- _EXERCISE DIRECTIONS_: Give as a numbered list the rows from the start through the line containing "[[[0,194],[0,218],[6,217],[10,210],[10,191],[5,191]]]", leaving out any blank lines.

# # # # # # #

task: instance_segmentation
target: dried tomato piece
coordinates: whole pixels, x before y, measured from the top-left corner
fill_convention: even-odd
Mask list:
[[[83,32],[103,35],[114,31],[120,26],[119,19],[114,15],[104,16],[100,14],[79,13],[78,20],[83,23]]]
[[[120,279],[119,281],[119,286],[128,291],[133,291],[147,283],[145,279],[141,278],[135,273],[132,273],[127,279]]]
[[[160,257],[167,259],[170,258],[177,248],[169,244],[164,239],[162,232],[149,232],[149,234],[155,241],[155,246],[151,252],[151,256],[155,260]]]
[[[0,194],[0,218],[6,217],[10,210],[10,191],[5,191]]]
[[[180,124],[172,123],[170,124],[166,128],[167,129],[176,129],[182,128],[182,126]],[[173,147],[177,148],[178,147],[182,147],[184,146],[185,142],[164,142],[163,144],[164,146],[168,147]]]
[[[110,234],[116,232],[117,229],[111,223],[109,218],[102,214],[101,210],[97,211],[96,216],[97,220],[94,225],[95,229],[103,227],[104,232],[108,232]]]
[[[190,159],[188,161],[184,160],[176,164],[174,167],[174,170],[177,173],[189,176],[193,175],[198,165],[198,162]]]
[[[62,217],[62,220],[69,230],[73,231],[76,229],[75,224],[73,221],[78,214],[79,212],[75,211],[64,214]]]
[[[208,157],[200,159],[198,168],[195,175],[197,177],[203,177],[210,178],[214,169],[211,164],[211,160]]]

# # # # # # #

- _FINAL RESULT_:
1. task: instance_segmentation
2. target: dried tomato piece
3. coordinates: whole pixels, x before y, measured from the top-left corner
4. fill_convention: even-odd
5. Mask list:
6. [[[83,32],[103,35],[114,31],[120,26],[119,19],[114,15],[104,16],[100,14],[79,13],[78,20],[83,23]]]
7. [[[120,279],[119,281],[119,286],[128,291],[133,291],[147,283],[145,279],[141,278],[135,273],[132,273],[127,279]]]
8. [[[160,257],[167,259],[170,258],[177,248],[169,244],[164,239],[162,232],[149,232],[149,234],[155,241],[155,246],[151,252],[151,256],[155,260]]]
9. [[[0,194],[0,218],[6,217],[10,210],[10,191],[5,191]]]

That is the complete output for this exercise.